• [Exercise brief]
Pick up at the line with "If you could pin the dark doorway". Write it out exactly, along with each later line through the end of the data, and nothing more.

• [Data supplied]

■ ■ ■

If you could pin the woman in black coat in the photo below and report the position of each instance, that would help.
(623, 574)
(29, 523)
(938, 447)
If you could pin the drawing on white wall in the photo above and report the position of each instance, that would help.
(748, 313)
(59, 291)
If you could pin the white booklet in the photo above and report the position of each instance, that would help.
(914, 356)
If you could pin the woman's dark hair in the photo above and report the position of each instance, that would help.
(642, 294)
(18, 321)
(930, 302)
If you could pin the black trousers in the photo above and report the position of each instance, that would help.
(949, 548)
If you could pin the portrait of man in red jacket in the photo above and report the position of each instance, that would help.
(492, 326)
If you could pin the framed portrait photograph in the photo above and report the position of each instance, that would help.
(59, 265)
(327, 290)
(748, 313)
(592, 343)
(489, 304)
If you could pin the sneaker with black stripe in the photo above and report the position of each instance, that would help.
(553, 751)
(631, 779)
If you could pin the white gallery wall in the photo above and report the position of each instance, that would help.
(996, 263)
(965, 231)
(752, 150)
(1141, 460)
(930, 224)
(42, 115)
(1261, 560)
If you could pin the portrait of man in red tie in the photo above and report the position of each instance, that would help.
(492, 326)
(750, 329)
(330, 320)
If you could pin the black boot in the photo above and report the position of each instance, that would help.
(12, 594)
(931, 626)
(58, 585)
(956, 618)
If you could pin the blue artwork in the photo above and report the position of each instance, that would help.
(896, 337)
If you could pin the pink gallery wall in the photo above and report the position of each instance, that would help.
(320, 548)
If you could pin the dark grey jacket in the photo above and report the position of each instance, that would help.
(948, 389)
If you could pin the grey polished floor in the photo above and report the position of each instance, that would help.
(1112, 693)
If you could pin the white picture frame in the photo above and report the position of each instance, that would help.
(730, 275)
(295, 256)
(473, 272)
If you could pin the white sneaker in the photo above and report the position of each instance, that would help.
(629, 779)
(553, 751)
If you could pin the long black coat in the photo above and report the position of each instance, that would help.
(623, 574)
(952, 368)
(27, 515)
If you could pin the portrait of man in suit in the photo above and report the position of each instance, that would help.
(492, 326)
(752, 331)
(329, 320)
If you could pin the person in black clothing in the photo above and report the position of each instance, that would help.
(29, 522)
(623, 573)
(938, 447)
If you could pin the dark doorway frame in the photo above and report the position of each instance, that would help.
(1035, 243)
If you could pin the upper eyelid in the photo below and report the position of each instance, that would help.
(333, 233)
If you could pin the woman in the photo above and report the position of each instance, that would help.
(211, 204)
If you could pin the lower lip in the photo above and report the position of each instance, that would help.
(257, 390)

■ ■ ■

• [Completed task]
If you could pin the dark doorway frame in the photo above and report the position of each instance, that would help.
(1035, 243)
If you could pin the upper eyelid in the photo below and report the position of each instance, that would help.
(333, 233)
If you could pin the woman in the photo above and report the position of each instance, that would help.
(211, 204)
If you could pin the lower lip in the photo above and report the position of each instance, that would help.
(257, 390)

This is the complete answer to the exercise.